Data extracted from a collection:
━━━━━━━━
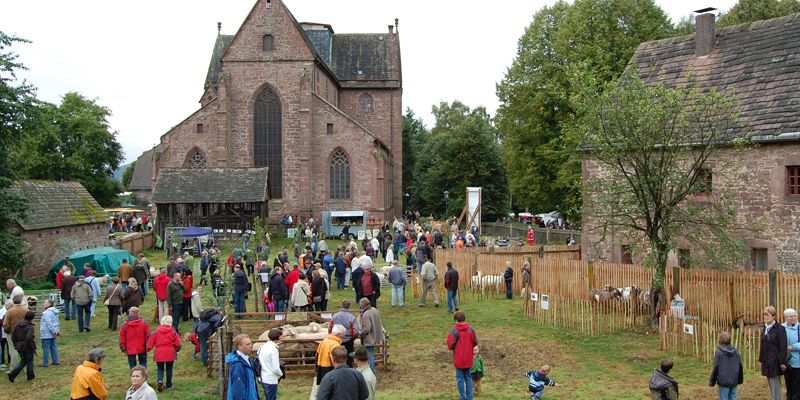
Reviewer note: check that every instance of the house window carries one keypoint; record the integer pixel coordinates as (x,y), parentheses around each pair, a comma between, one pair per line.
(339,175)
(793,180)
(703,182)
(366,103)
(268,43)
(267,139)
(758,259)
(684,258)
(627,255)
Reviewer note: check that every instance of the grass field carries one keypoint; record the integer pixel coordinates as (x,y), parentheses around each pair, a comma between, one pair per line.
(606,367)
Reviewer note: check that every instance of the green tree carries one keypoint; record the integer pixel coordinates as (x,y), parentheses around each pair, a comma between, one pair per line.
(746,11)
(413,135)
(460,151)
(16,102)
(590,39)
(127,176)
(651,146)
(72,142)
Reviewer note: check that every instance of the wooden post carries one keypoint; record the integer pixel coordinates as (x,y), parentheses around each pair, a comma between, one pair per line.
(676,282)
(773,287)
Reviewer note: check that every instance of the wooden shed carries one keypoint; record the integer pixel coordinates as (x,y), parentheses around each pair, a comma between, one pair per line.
━━━━━━━━
■ Problem statement ■
Repeat the listing above exactly, with no pictures.

■ Answer to the task ■
Reviewer note: check that every instance of the house window carries one keypoint; record the integer pixel coordinates as (x,y), parentheses around each pair, a comma between, one pair per line.
(339,175)
(793,180)
(703,182)
(366,103)
(268,43)
(267,139)
(758,259)
(684,258)
(627,255)
Reviewer note: check that every instance of the grass field carries one keypoint; record the integer pixel coordinates as (x,y), parentheses around each pair, a comma between, one pair per line.
(606,367)
Reviewer note: check that every instance of the green tree carries one keypoint; record the integer pixel coordinates as (x,y), parentheses around each pair, a comma between, one pair per line.
(746,11)
(413,135)
(460,151)
(16,102)
(590,39)
(127,176)
(651,146)
(72,142)
Reviewer note: check that every instance of the wooden post carries one keypoint; record the integer pixel coordinates as (x,y), parentheses around each pair, a comma between, one pair per line.
(676,282)
(773,287)
Reviewer note: check that every instance of the wooden shed carries one keypoint; record the integer pixel coordinates as (x,y), parentheses around each pair, a comma between, one pair per line.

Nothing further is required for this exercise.